**Extracted information:**
++++++++++
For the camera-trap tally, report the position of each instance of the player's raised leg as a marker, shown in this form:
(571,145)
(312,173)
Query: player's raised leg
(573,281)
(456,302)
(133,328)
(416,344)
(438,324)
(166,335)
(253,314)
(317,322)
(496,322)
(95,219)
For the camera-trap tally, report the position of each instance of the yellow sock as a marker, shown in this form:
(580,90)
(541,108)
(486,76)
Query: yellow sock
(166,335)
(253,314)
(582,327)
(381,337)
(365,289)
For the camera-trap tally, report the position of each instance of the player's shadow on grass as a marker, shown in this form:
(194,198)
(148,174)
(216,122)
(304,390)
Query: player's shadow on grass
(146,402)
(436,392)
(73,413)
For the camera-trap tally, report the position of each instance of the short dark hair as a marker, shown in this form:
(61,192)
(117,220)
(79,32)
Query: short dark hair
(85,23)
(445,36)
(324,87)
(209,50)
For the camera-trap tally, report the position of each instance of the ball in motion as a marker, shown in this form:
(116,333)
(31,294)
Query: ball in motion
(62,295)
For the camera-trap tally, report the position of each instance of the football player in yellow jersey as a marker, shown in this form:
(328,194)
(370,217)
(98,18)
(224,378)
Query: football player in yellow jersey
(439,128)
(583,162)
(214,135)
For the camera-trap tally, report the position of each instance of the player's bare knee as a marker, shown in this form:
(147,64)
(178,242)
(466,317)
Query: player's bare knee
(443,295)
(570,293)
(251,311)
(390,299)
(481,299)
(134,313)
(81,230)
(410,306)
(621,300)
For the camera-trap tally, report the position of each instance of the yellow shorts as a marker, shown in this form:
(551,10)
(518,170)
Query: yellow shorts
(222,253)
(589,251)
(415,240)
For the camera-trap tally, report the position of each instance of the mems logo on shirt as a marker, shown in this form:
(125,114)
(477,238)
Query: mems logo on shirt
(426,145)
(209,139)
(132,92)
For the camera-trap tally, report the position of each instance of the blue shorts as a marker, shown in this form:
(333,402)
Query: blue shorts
++++++++++
**Task statement:** Rewrite the listing above from the line containing "the yellow shorts" through the end of the listing, both ends included. Keep the requests and their sample points unchanged, but scale every coordinate in the answers by 2.4 and round to whole numbers, with halves rounded up.

**Exercise output:**
For the camera-trap tally, report the position of each instance of the yellow shorts as a marker, shown in this form:
(551,10)
(518,170)
Query: yellow shorts
(533,607)
(1414,602)
(996,576)
For the camera-trap tally, report the position of each instance of the mems logo on shirt as a marker, shown in this form:
(125,114)
(477,238)
Query: mems logo on shirt
(1022,348)
(502,334)
(317,221)
For the camera-trap tally, report the position of each instance of the blue shorts as a marker, shown in this form:
(333,402)
Query: blue shorts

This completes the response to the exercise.